Há cerca de dois anos, a Associação Brasileira de Engenharia e Consultoria Estrutural (Abece) criou um comitê para discutir questões relacionadas à regulamentação do uso de ancoragens químicas no Brasil. Atualmente, o trabalho deste comitê finaliza um texto que traz recomendações para projetos de fixação com chumbadores químicos em concreto.
A revista OE conversou com Tiago Carmona, coordenador do comitê sobre chumbadores químicos na Abece, e Renato Shimokawa, engenheiro de especificação da fischer Brasil, empresa que faz parte desse grupo na entidade, para esclarecer detalhes da criação da recomendação técnica que pode se transformar em norma brasileira.
1 – O que representa a criação de norma nacional para projetos de fixação com chumbadores químicos em concreto?
Tiago Caromona: Representa uma evolução técnica fundamental em processos construtivos que, em alguma de suas etapas, utilizam as fixações. Quando se consolidam premissas técnicas mediante um consenso entre os intervenientes (projetistas, fabricantes e aplicadores) se evitam erros de especificação e execução, por meio da definição de regras claras a serem observadas em cada etapa do processo.

----

**Instrução A**
No texto sobre o comitê de ancoragens químicas da Abece, há quanto tempo esse comitê foi criado?
**Instrução B**
Escreva a continuação do texto sobre o comitê de ancoragens químicas da Abece, começando logo após a última frase apresentada.
O material a seguir não é necessário.

**Material fornecido**
----

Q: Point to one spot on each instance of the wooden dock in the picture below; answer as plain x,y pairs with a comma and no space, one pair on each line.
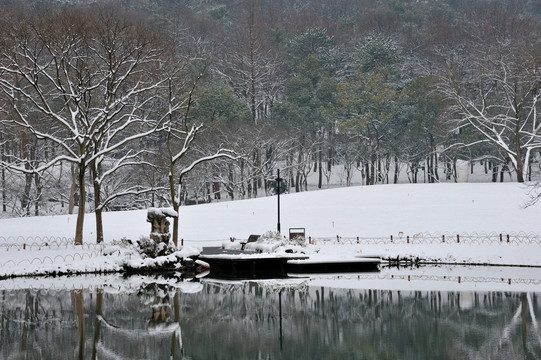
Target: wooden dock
231,264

----

**Resultado A**
Há cerca de dois anos.

**Resultado B**
Renato Shimikawa: Normatizar sistemas de ancoragens em concreto é aumentar o nível de exigência no que se diz respeito à qualidade de produtos e da execução. Atualmente, falhas de execução e produtos inferiores representam a maior parcela de motivos de problemas em obra. Com a norma, será possível dimensionar e exigir mais dos fornecedores e instaladores, gerando uma competição mais justa em relação à compra e venda de produtos do ramo de fixações e mantendo um nível mínimo (desde que atendendo à norma) de qualidade de material e informação disponível.
2 – Por favor, comente sobre como anda a tecnologia de chumbadores químicos no Brasil, incluindo potencial e vantagens à construção?
TC: O Brasil vem acompanhando com agilidade a evolução dos sistemas de fixação com chumbadores químicos. Novos materiais e equipamentos são apresentados ao mercado da construção pelos representantes de empresas multinacionais que pautam o desenvolvimento desta tecnologia. As fixações com chumbadores químicos se arraigaram na indústria da construção de forma ampla, de pequenas a grandes obras, em função de sua execução rápida, limpa e racional.
RS: A tecnologia dos chumbadores químicos no Brasil tem avançado muito sob a dependência das inovações técnicas oriundas da Europa. As empresas que apresentam os melhores produtos do ramo estão sempre atentas às exigências do mercado nacional, importando suas soluções mais compatíveis com a realidade brasileira. A tecnologia fornecida pelas multinacionais tem atendido perfeitamente a construção civil e indústria por possuir flexibilidade para inúmeras peculiaridades de execução.
3 – Por que a criação de um comitê específico dentro da Abece para esse assunto?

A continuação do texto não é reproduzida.